**Records for the task**:
++++

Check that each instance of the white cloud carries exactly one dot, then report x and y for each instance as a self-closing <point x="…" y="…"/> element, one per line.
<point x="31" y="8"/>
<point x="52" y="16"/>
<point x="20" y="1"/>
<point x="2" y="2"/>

++++

**Stated goal**:
Rewrite the records above as a JSON list of strings, one string per line, skipping any blank lines.

**Answer to this exercise**:
[
  "Check that each instance of the white cloud carries exactly one dot, then report x and y for each instance as a self-closing <point x=\"…\" y=\"…\"/> element, one per line.",
  "<point x=\"31\" y=\"8\"/>",
  "<point x=\"52\" y=\"16\"/>",
  "<point x=\"20\" y=\"1\"/>",
  "<point x=\"2\" y=\"2\"/>"
]